Supplied passage:
┌──

Tensions were heightened between trade unions and management at the Budapest Transport Company over a disagreement concerning wage increases. The negotiations took place against a backdrop of ongoing substantial financial losses at the company and a management plan to reorganise working time, combined with government tax increases and higher than expected inflation. The conflict ended with an agreement on additional pay increases for 2007–2008.

Background

Budapest Transport Company (Budapest Közlekedési Vállalat, BKV) is responsible for providing public transport services for Budapest, a city of nearly two million inhabitants, and for a further half a million commuters. BKV employs almost 13,000 people and carries about seven million passengers a day. It operates five branches – including bus, tram, metro and underground, suburban railway and trolley bus – in an integrated network system. The company is 100% owned by the local authority of Budapest.

Since 1990, BKV has undergone several rationalisation campaigns, in the course of which the once 22,000-strong workforce has been reduced to 13,000 persons. Most of the reorganisation was carried out in the mid 1990s, when the company outsourced various non-core functions. Compared with other transport companies in Hungary, BKV is a high wage organisation: a bus driver at BKV earns approximately twice as much as a bus driver employed at another company. The average monthly salary of employees is HUF 220,000 (€870 as at 9 November 2007) and wages have increased by 8%–12% a year, exceeding the rate of inflation since the second half of the 1990s.

└──

The tasks:
1: Answer these questions from the passage on the Budapest Transport Company:
(a) About how many people does BKV employ?
(b) Who owns the company?
(c) Which years did the additional pay increases cover?
2: Render this sentence from the passage on the Budapest Transport Company in Spanish: "The company is 100% owned by the local authority of Budapest."
3: Carry on the passage on the Budapest Transport Company from the point where it stops.
Nothing in the rows is needed here.

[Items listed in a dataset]
┌──

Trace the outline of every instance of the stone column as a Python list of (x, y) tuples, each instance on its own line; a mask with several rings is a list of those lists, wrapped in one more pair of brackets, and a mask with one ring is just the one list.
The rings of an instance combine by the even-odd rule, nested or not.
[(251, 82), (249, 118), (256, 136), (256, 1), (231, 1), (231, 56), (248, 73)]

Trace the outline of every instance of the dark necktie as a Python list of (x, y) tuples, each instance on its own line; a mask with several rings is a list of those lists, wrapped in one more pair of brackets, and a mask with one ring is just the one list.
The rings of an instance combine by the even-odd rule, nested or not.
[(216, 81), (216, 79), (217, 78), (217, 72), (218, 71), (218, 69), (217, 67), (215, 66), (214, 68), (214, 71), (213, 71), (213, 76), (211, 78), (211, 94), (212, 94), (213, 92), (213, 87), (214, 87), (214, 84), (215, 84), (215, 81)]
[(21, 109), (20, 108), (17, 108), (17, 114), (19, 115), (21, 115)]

└──

Final results:
1:
(a) Almost 13,000 people.
(b) The local authority of Budapest, which owns 100% of it.
(c) 2007–2008.

2: La empresa es propiedad en un 100 % de la autoridad local de Budapest.

3:
The relatively high pay level is mainly due to the strong trade union presence at BKV. Although the multiple union presence at the company is notable – amounting to a total of 28 employee organisations – the three major Hungarian trade unions represent the majority of employees at BKV. In recent years, trade unions have put considerable pressure on management to raise wages and set better working conditions. In 1993, a two-hour warning strike ensured an annual pay increase; since then both parties have maintained a cooperative relationship and no strikes have taken place at the company.

Nonetheless, the company has experienced a financial deficit for a number of years. In 2006, it reported a loss of HUF 15 billion (€59 million), and already in the first half of 2007 BKV had accumulated losses totalling HUF 8 billion (€31 million). In early 2007, the government appointed a new management team to reorganise the company in order to reduce its deficit.

Mid-year wage bargaining

In 2006, the management and trade unions agreed on an approximate 8% pay increase for 2007, which amounts to a monthly HUF 16,000 (€63.25). The agreement stipulated that the parties would review the wage situation in the second half of the year.

On 2 July 2007, trade unions demanded that negotiations over wages should be reopened. Given the higher than expected economic inflation and the impact of tax increases (HU0708029I), they demanded an additional pay increment of 6%, corresponding to about HUF 12,000 (€47.44) a month, backdated from 1 January 2007.

The management, however, rejected this demand and made clear that any pay increase should be at the expense of fringe benefits provided by the collective agreement. As negotiations dragged on, the trade unions established a strike committee and announced a one-day strike for 4 September 2007. They threatened the management that they would call one-day strikes each week if no agreement was reached.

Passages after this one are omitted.